**Text section**
--------

A study group convened by the national Institute of Medicine and chaired by former Department of Health and Human Services Sec. Donna Shalala found little reason to continue to restrict the practice of advanced practice nurses.
“We have invested in the education of these nurses; we set the standards of that training as part of state law and state regulations,” Shalala said during a 2012 interview. “So why are we on the other hand restraining that training when the evidence is that people can do the work, and that you get better health outcomes as a result?”
The first recommendation made in the 2010 final IOM report was to remove scope of practice restrictions on advanced practice nurses.
”All of the evidence is that nurse practitioners can do extraordinary things of very high quality and free up physicians to do other things that they were trained for,” Shalala said.
In 2012, authors of a report issued by the not-for-profit Physicians Foundation noted in its discussion of the safety and quality of nurse practitioners that “the research literature shows, without exception, that within their areas of training and experience, nurse practitioners provide care that is as good as or better than that provided by physicians.”
The Physicians Foundation report, titled “Accept No Substitute,” cites some critiques of the studies on advanced practice nurse quality. But the authors note that “state medical society executives we spoke with expressed concern that they had very little hard data and few, if any, empirical studies with which to refute the growing body of research presented by non-physicians and their advocates – research that tends to show that their clinical outcomes are at least as good as those of physicians.”

--------

**Saved data entries**

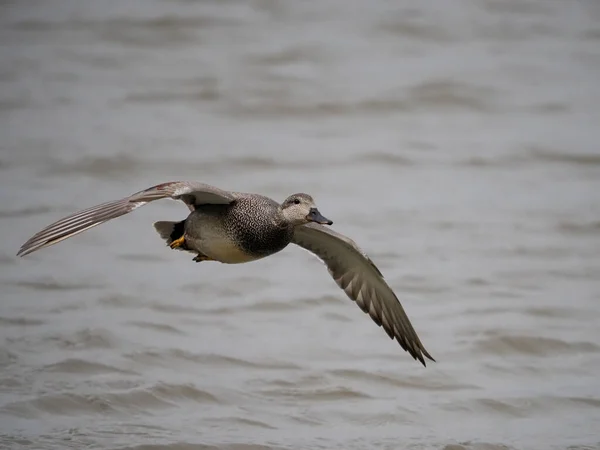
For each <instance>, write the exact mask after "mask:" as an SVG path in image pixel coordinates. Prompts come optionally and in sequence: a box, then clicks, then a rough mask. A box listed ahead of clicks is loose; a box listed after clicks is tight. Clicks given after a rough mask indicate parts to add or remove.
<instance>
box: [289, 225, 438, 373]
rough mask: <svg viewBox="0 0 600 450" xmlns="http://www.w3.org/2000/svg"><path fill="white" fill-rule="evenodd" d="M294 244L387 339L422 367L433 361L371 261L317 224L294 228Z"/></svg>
mask: <svg viewBox="0 0 600 450" xmlns="http://www.w3.org/2000/svg"><path fill="white" fill-rule="evenodd" d="M292 242H294V243H295V244H297V245H299V246H301V247H303V248H305V249H306V250H309V251H310V252H312V253H314V254H315V255H317V256H318V257H319V258H320V259H322V260H323V262H324V263H325V264H326V265H327V268H328V269H329V273H330V274H331V276H332V277H333V279H334V280H335V281H336V283H337V284H338V285H339V286H340V287H341V288H342V289H343V290H344V291H345V292H346V294H347V295H348V297H350V298H351V299H352V300H354V301H355V302H356V304H357V305H358V306H360V308H361V309H362V310H363V311H364V312H366V313H368V314H369V315H370V316H371V318H372V319H373V320H374V321H375V323H376V324H377V325H379V326H383V329H384V330H385V331H386V333H387V334H388V335H389V336H390V338H392V339H394V338H396V340H397V341H398V342H399V343H400V345H401V346H402V348H403V349H404V350H406V351H407V352H408V353H410V355H411V356H412V357H413V358H415V359H418V360H419V361H421V363H422V364H423V365H425V359H424V358H423V356H425V357H426V358H428V359H430V360H432V361H435V360H434V359H433V358H432V357H431V355H430V354H429V353H427V350H425V347H423V344H421V341H420V340H419V337H418V336H417V333H416V332H415V330H414V328H413V326H412V325H411V323H410V320H409V319H408V316H407V315H406V313H405V312H404V308H402V305H401V304H400V301H399V300H398V297H396V295H395V294H394V292H393V291H392V289H391V288H390V287H389V286H388V284H387V283H386V282H385V280H384V279H383V275H382V274H381V272H380V271H379V269H378V268H377V267H376V266H375V264H373V261H371V259H370V258H369V257H368V256H367V255H366V254H365V253H364V252H363V251H362V250H361V249H360V248H359V247H358V246H357V245H356V243H354V241H352V240H351V239H349V238H347V237H346V236H344V235H341V234H339V233H336V232H335V231H333V230H332V229H331V228H327V227H324V226H323V225H319V224H316V223H309V224H306V225H302V226H299V227H296V230H295V231H294V238H293V240H292Z"/></svg>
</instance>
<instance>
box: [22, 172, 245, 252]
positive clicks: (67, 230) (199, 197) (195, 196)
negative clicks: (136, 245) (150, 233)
mask: <svg viewBox="0 0 600 450" xmlns="http://www.w3.org/2000/svg"><path fill="white" fill-rule="evenodd" d="M162 198H172V199H175V200H182V201H183V202H184V203H185V204H187V205H188V207H189V208H190V209H191V210H192V211H193V210H194V208H195V207H196V206H197V205H202V204H207V203H210V204H228V203H231V202H232V201H233V200H235V198H236V197H235V194H233V193H231V192H227V191H223V190H221V189H218V188H216V187H213V186H210V185H208V184H203V183H197V182H195V181H171V182H168V183H162V184H158V185H156V186H152V187H150V188H148V189H145V190H143V191H140V192H136V193H135V194H133V195H131V196H129V197H126V198H123V199H121V200H113V201H111V202H107V203H102V204H101V205H97V206H92V207H91V208H88V209H84V210H83V211H79V212H76V213H74V214H71V215H70V216H67V217H65V218H63V219H60V220H59V221H57V222H54V223H53V224H51V225H48V226H47V227H46V228H44V229H43V230H42V231H40V232H38V233H36V234H35V235H34V236H32V237H31V238H30V239H29V240H28V241H27V242H25V243H24V244H23V245H22V246H21V248H20V250H19V252H18V253H17V256H25V255H27V254H29V253H32V252H34V251H36V250H39V249H40V248H44V247H48V246H49V245H53V244H56V243H58V242H60V241H63V240H65V239H68V238H70V237H71V236H75V235H76V234H79V233H81V232H83V231H85V230H88V229H90V228H93V227H95V226H97V225H100V224H101V223H104V222H106V221H108V220H111V219H115V218H117V217H120V216H122V215H124V214H127V213H130V212H131V211H133V210H134V209H137V208H139V207H140V206H144V205H145V204H146V203H148V202H151V201H154V200H160V199H162Z"/></svg>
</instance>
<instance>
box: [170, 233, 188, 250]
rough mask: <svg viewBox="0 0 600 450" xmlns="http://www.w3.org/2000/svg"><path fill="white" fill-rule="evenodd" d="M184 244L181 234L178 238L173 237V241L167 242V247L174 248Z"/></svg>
mask: <svg viewBox="0 0 600 450" xmlns="http://www.w3.org/2000/svg"><path fill="white" fill-rule="evenodd" d="M184 245H185V237H184V236H181V237H180V238H179V239H175V240H174V241H173V242H171V243H170V244H169V247H171V248H172V249H176V248H179V247H183V246H184Z"/></svg>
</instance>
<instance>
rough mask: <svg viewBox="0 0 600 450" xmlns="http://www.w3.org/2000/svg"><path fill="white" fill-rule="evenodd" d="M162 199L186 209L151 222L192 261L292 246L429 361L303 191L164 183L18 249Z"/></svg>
mask: <svg viewBox="0 0 600 450" xmlns="http://www.w3.org/2000/svg"><path fill="white" fill-rule="evenodd" d="M163 198H171V199H175V200H181V201H183V202H184V203H185V204H186V205H187V206H188V208H189V210H190V211H191V212H190V213H189V215H188V216H187V218H185V219H184V220H180V221H179V222H168V221H162V222H157V223H155V224H154V227H155V228H156V230H157V232H158V233H159V235H160V236H161V237H162V238H163V239H164V240H165V241H166V242H167V244H169V245H170V246H171V248H177V249H179V250H185V251H189V252H193V253H195V254H196V256H195V258H194V261H210V260H214V261H220V262H223V263H229V264H236V263H244V262H249V261H254V260H257V259H260V258H264V257H265V256H269V255H272V254H274V253H277V252H279V251H280V250H282V249H284V248H285V247H286V246H287V245H288V244H290V243H293V244H296V245H298V246H300V247H302V248H304V249H306V250H308V251H310V252H312V253H314V254H315V255H316V256H317V257H319V258H320V259H321V260H322V261H323V262H324V263H325V264H326V266H327V269H328V270H329V273H330V274H331V276H332V277H333V278H334V280H335V281H336V283H337V284H338V285H339V286H340V287H341V288H342V289H343V290H344V292H345V293H346V294H347V295H348V297H350V298H351V299H352V300H354V301H355V302H356V303H357V305H358V306H359V307H360V308H361V309H362V310H363V311H364V312H365V313H367V314H369V316H371V318H372V319H373V321H374V322H375V323H376V324H377V325H379V326H380V327H383V329H384V330H385V332H386V333H387V334H388V335H389V337H390V338H392V339H396V340H397V341H398V343H399V344H400V346H401V347H402V348H403V349H404V350H406V351H407V352H409V354H410V355H411V356H412V357H413V358H415V359H416V360H418V361H420V362H421V363H422V364H423V365H425V358H428V359H430V360H432V361H433V360H434V359H433V358H432V357H431V355H430V354H429V353H428V352H427V350H425V347H424V346H423V344H422V343H421V341H420V339H419V337H418V336H417V333H416V332H415V330H414V328H413V326H412V324H411V323H410V320H409V319H408V316H407V315H406V313H405V311H404V308H403V307H402V305H401V304H400V301H399V300H398V297H396V295H395V294H394V292H393V291H392V289H391V288H390V286H389V285H388V284H387V283H386V282H385V280H384V278H383V275H382V274H381V272H380V271H379V269H378V268H377V267H376V266H375V264H374V263H373V261H372V260H371V259H370V258H369V257H368V256H367V255H366V254H365V253H364V252H363V251H362V250H361V249H360V247H358V245H356V243H355V242H354V241H352V240H351V239H349V238H348V237H346V236H344V235H341V234H339V233H336V232H335V231H333V230H332V229H331V228H329V227H326V226H323V224H327V225H331V224H332V222H331V221H330V220H328V219H326V218H325V217H323V216H322V215H321V213H319V211H318V210H317V209H316V207H315V205H314V201H313V199H312V197H311V196H310V195H307V194H302V193H300V194H293V195H291V196H289V197H288V198H287V199H286V200H285V201H284V202H283V203H281V204H279V203H277V202H275V201H274V200H272V199H270V198H268V197H264V196H262V195H258V194H247V193H240V192H230V191H224V190H222V189H219V188H216V187H214V186H210V185H207V184H203V183H198V182H194V181H174V182H167V183H161V184H158V185H156V186H152V187H150V188H148V189H144V190H143V191H140V192H136V193H135V194H133V195H130V196H129V197H125V198H123V199H120V200H114V201H110V202H107V203H103V204H101V205H97V206H93V207H91V208H88V209H85V210H83V211H79V212H76V213H74V214H72V215H70V216H67V217H65V218H63V219H60V220H58V221H57V222H54V223H53V224H51V225H49V226H47V227H46V228H44V229H42V230H41V231H40V232H38V233H36V234H35V235H34V236H32V237H31V238H30V239H29V240H28V241H27V242H25V244H23V245H22V246H21V248H20V250H19V252H18V253H17V255H19V256H25V255H27V254H29V253H32V252H34V251H36V250H39V249H41V248H44V247H48V246H50V245H53V244H56V243H58V242H61V241H63V240H65V239H68V238H70V237H72V236H75V235H76V234H79V233H81V232H83V231H86V230H88V229H90V228H93V227H95V226H97V225H100V224H102V223H104V222H106V221H108V220H111V219H114V218H117V217H120V216H122V215H124V214H127V213H130V212H132V211H134V210H135V209H137V208H139V207H141V206H144V205H145V204H147V203H149V202H152V201H154V200H160V199H163Z"/></svg>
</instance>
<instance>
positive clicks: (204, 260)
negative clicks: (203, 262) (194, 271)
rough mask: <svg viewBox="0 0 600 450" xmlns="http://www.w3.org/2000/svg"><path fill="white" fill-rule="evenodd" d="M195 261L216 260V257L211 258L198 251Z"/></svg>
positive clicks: (211, 260) (193, 259) (200, 261)
mask: <svg viewBox="0 0 600 450" xmlns="http://www.w3.org/2000/svg"><path fill="white" fill-rule="evenodd" d="M193 261H196V262H202V261H214V259H212V258H209V257H208V256H206V255H203V254H202V253H198V255H197V256H196V257H194V259H193Z"/></svg>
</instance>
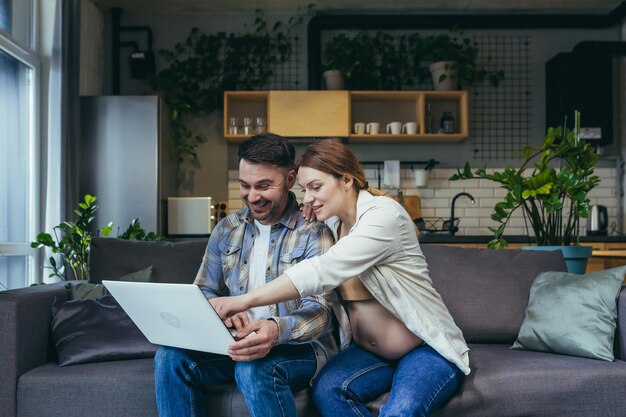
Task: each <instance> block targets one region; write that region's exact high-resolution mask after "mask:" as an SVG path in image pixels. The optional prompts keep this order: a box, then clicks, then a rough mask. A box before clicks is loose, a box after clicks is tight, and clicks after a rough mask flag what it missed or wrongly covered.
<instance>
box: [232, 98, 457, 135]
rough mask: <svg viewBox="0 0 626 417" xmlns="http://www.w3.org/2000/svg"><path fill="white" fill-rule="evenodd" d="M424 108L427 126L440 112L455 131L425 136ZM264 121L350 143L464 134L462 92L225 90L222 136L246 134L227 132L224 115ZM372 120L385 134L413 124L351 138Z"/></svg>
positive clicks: (299, 131) (438, 116) (275, 131)
mask: <svg viewBox="0 0 626 417" xmlns="http://www.w3.org/2000/svg"><path fill="white" fill-rule="evenodd" d="M429 104H430V108H431V111H432V117H431V119H432V121H433V123H432V125H433V126H432V128H433V129H435V128H438V126H439V119H440V118H441V116H442V114H443V112H444V111H449V112H451V113H452V115H453V117H454V119H455V125H456V128H455V133H453V134H439V133H427V132H426V124H427V123H426V119H427V118H426V109H427V108H428V105H429ZM259 116H260V117H265V118H266V121H267V122H266V123H267V130H268V131H271V132H274V133H277V134H279V135H282V136H285V137H292V138H296V137H317V138H323V137H340V138H347V139H348V141H349V142H354V143H413V142H426V143H450V142H459V141H462V140H464V139H466V138H467V137H468V135H469V116H468V94H467V91H417V90H416V91H345V90H343V91H329V90H322V91H304V90H297V91H227V92H225V93H224V137H225V138H226V139H227V140H228V141H230V142H233V143H240V142H242V141H243V140H245V139H247V138H248V137H250V136H249V135H241V134H236V135H232V134H229V133H228V120H229V118H230V117H237V118H242V117H251V118H252V119H253V120H254V119H255V118H256V117H259ZM357 122H360V123H366V124H367V123H370V122H377V123H379V124H380V131H381V132H385V131H386V126H387V124H388V123H391V122H401V123H403V124H404V123H407V122H415V123H417V133H416V134H413V135H408V134H401V135H389V134H384V133H380V134H376V135H368V134H365V135H364V134H353V133H351V132H353V127H354V124H355V123H357Z"/></svg>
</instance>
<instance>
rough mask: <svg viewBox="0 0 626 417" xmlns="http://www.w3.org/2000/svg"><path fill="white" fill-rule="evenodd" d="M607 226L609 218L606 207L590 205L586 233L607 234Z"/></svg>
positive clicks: (594, 235) (598, 234)
mask: <svg viewBox="0 0 626 417" xmlns="http://www.w3.org/2000/svg"><path fill="white" fill-rule="evenodd" d="M608 226H609V218H608V213H607V210H606V207H604V206H599V205H593V206H591V210H590V211H589V219H588V221H587V235H589V236H604V235H606V234H607V228H608Z"/></svg>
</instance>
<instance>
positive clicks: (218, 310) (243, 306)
mask: <svg viewBox="0 0 626 417" xmlns="http://www.w3.org/2000/svg"><path fill="white" fill-rule="evenodd" d="M209 303H211V305H212V306H213V308H214V309H215V311H216V312H217V314H218V315H219V316H220V318H221V319H222V320H224V321H226V319H228V318H229V317H230V316H232V315H234V314H237V313H241V312H245V311H246V310H248V308H249V307H248V305H247V303H246V296H245V295H239V296H236V297H217V298H211V299H210V300H209Z"/></svg>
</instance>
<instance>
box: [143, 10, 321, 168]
mask: <svg viewBox="0 0 626 417" xmlns="http://www.w3.org/2000/svg"><path fill="white" fill-rule="evenodd" d="M310 9H311V6H309V10H310ZM304 16H305V15H302V16H298V17H292V18H290V19H289V20H288V22H287V23H283V22H281V21H277V22H276V23H274V24H273V25H272V26H271V27H270V26H269V25H268V23H267V22H266V21H265V20H264V19H263V18H262V17H261V15H260V11H259V10H257V13H256V17H255V20H254V26H253V28H252V30H249V29H248V26H247V25H246V33H243V34H235V33H226V32H217V33H204V32H202V31H201V30H200V29H198V28H193V29H192V30H191V32H190V33H189V36H188V37H187V39H185V41H183V42H179V43H177V44H176V45H175V46H174V49H172V50H166V49H162V50H160V51H159V54H160V55H161V56H162V57H163V58H164V60H165V62H166V63H167V67H166V68H164V69H163V70H161V71H160V72H159V73H157V74H156V75H155V76H153V77H151V78H150V79H149V80H148V83H149V85H150V87H151V88H152V89H153V90H154V91H156V92H158V93H159V94H160V95H161V96H162V97H163V99H164V100H165V102H166V103H167V104H168V106H169V109H170V120H171V125H172V128H173V132H174V141H175V143H174V154H175V156H176V158H177V160H178V162H182V161H183V160H184V158H185V157H190V158H192V159H197V157H198V155H197V153H196V149H197V147H198V145H200V144H201V143H202V142H204V141H205V140H206V139H205V138H204V137H203V136H202V135H200V134H198V133H196V132H192V131H191V129H189V128H188V127H187V125H186V122H187V119H188V118H189V117H192V116H200V115H204V114H208V113H211V112H213V111H215V110H221V109H222V107H223V99H224V91H228V90H256V89H260V88H263V87H267V86H268V81H269V79H270V77H271V76H272V74H273V69H274V68H275V67H276V66H278V65H281V64H284V63H285V62H287V60H288V59H289V57H290V55H291V34H290V32H291V30H292V29H293V28H294V26H296V25H298V24H300V23H301V22H302V21H303V19H304Z"/></svg>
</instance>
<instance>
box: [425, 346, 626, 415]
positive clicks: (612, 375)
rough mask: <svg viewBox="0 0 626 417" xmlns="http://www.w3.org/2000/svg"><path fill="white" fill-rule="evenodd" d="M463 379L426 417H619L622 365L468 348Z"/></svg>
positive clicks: (625, 384)
mask: <svg viewBox="0 0 626 417" xmlns="http://www.w3.org/2000/svg"><path fill="white" fill-rule="evenodd" d="M469 347H470V349H471V352H470V364H471V366H472V373H471V374H469V375H468V376H467V377H466V378H465V381H464V382H463V384H462V385H461V388H460V389H459V391H458V392H457V393H456V394H455V395H454V396H453V397H452V398H451V399H450V401H449V402H448V403H447V404H446V406H445V407H444V408H442V409H440V410H435V412H433V414H432V417H458V416H480V417H502V416H511V417H513V416H518V417H522V416H524V417H563V416H568V417H589V416H602V417H622V416H623V415H624V410H626V396H624V395H622V393H623V392H625V391H624V390H626V362H621V361H616V362H604V361H597V360H594V359H587V358H579V357H575V356H566V355H558V354H554V353H545V352H532V351H525V350H510V349H509V347H508V346H507V345H476V344H470V346H469Z"/></svg>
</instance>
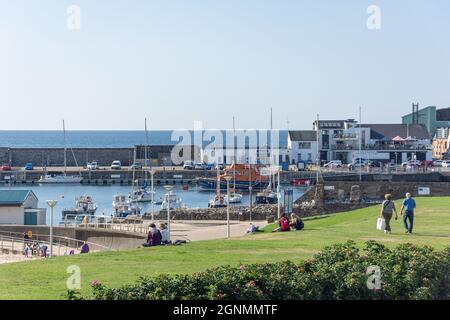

--------

**Exercise tasks**
1 - Can you sum up the text on advanced practice nurses in two sentences?
2 - Please answer these questions on the text on advanced practice nurses:
(a) Who chaired the study group convened by the Institute of Medicine?
(b) In what year was the final IOM report issued?
(c) What is the title of the Physicians Foundation report?
The saved data entries stand apart from the text and are separate material.

**Expected results**
1 - An Institute of Medicine study group chaired by former HHS Secretary Donna Shalala found little reason to keep restricting advanced practice nurses, and its 2010 final report first recommended removing their scope of practice restrictions. A 2012 Physicians Foundation report likewise noted that research shows nurse practitioners provide care as good as or better than that of physicians within their training, and state medical society executives said they had little data to refute this.

2 -
(a) Former Department of Health and Human Services Secretary Donna Shalala
(b) 2010
(c) "Accept No Substitute"